Aim of the exercise = Copy the stretch of the records from the line containing "Within each <instance>" through the line containing "box: [62, 38, 77, 42]", both included, reproducing those lines with no change.

Data provided =
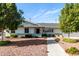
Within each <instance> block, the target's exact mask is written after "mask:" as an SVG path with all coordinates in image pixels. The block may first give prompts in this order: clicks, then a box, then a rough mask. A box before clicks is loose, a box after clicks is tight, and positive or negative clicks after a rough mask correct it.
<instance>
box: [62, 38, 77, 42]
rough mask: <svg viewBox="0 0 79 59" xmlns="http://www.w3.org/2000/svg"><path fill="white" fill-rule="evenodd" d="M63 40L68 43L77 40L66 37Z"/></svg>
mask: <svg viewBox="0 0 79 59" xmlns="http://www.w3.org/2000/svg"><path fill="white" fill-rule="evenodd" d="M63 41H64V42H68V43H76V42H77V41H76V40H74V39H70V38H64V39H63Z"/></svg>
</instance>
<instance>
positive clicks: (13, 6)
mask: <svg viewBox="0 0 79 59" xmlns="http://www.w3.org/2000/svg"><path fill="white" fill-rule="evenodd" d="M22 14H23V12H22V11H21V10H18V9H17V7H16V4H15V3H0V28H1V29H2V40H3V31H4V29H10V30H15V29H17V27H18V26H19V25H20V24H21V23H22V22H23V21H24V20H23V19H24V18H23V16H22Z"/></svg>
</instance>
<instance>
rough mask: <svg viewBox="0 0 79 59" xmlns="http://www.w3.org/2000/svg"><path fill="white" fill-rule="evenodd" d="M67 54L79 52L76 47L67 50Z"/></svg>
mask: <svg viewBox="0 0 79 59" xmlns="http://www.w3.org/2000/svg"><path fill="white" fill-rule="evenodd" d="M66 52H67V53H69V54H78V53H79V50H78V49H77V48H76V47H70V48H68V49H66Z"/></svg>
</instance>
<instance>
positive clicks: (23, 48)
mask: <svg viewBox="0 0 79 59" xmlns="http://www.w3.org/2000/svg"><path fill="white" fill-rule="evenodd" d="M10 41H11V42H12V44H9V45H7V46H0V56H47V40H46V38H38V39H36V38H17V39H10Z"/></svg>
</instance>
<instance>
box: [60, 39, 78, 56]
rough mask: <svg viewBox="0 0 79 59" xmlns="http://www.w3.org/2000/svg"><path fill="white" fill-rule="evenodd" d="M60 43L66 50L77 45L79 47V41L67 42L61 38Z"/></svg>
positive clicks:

---

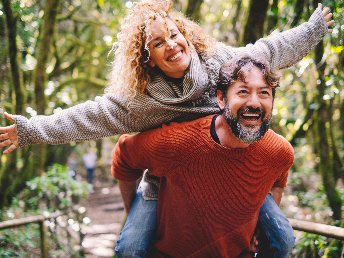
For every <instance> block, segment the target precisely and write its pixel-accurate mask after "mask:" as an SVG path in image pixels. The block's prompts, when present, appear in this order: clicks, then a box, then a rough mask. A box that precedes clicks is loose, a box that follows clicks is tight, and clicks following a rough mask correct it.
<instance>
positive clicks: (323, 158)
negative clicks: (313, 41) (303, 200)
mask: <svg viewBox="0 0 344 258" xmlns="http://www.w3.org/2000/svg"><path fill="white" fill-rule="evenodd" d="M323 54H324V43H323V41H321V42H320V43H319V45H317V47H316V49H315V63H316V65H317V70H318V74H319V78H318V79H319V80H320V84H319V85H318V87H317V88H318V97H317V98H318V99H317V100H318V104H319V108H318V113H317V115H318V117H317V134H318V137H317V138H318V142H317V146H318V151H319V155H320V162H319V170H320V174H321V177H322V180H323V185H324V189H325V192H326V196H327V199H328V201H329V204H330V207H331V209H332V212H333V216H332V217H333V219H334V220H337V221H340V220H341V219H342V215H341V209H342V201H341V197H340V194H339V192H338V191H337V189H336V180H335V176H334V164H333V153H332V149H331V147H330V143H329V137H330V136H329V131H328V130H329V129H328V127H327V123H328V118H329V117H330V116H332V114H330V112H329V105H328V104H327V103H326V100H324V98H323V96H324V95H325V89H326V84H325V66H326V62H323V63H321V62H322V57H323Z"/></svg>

---

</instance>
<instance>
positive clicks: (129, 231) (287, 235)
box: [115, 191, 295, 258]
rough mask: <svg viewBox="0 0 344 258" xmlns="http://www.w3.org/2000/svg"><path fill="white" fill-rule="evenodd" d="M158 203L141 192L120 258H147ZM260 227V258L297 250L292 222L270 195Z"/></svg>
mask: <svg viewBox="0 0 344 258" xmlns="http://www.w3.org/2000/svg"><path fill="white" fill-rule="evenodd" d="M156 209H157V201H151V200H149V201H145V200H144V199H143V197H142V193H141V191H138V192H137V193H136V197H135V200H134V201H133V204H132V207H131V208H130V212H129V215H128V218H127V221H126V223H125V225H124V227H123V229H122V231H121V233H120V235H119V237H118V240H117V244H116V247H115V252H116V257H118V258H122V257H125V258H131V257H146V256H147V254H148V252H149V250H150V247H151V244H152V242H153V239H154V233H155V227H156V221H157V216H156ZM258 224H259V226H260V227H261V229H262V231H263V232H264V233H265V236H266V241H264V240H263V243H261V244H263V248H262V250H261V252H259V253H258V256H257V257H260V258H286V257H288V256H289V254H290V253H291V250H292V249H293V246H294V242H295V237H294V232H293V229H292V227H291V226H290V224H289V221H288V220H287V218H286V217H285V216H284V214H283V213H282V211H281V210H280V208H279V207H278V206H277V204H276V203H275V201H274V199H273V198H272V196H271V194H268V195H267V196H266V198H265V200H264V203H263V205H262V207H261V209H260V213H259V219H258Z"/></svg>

Reply =
Within each <instance> block, the target's exact mask is written after "mask:" as an SVG path with all coordinates in image pixels. The block may first give prompts in this order: clicks, then a box, then a rough mask. A box before clicks is loose, a box after clicks is tight, and positive or negative clicks after a rough mask correct it.
<instance>
box: [62, 38, 77, 42]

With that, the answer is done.